What is being asked: According to the forum thread on the turbo engine build, what boost pressure does digi 1 max out at?

## START Reading passage

I could see a bad tune melting a piston, but how can a bad tune throw a rod? :beer:


----------



## ZachRabbit (May 19, 2009)

1.8TRabbit said:


> But focus on a good tune too. :beer::beer::beer:


well yeah, definitely.


----------



## Svedka (Jul 4, 2008)

ZachRabbit said:


> here's what i'm looking at running....
> 
> 16v Scirocco head, smoothed out, bowl work done (1.8L or 2.0L, which is best for turbo?)
> what degree cams should i run?
> ...


G60 on digi1 and 300 whp wont happen reliably.

digi 1 maxes out at 18psi so SEMS is a must for the goals stated.

The pg on a 16v is not a good match use a aba 2.0 if you want the 16v and 300 whp.

cams should stay small for boost on a 16v 268 or exhaust cam mod.

you will need 42# injectors and a custom tune it will always run rich at idle.

ADJ FPR will not be much help unless you have SEMS and boost control you also need a FP gauge to use it.

mustang 3in TB is overkill if you do SEMS use a vr6 obd1 or any obd1 TB.

8.o wires are big and depending on the intake manifold the 8.5's might not fit knology hot wires are great option but expensive.

Blaster coil is also not needed but you could use it.

Inter cooler is a MUST do some research on this.

K&N filters are great but ITG's are better.

Windage tray is great :beer:

In line fuel pump is needed when going over the 250 WHP mark.

## END Reading passage
## START Data provided

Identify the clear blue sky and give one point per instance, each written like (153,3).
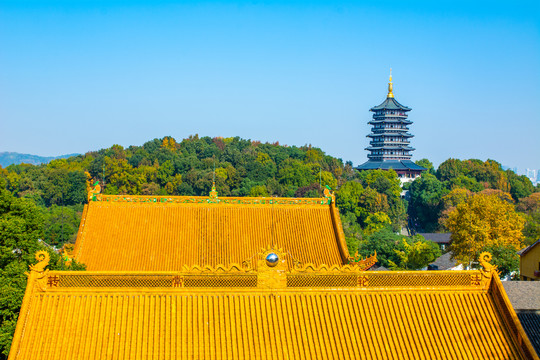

## END Data provided

Answer to the exercise: 18 psi.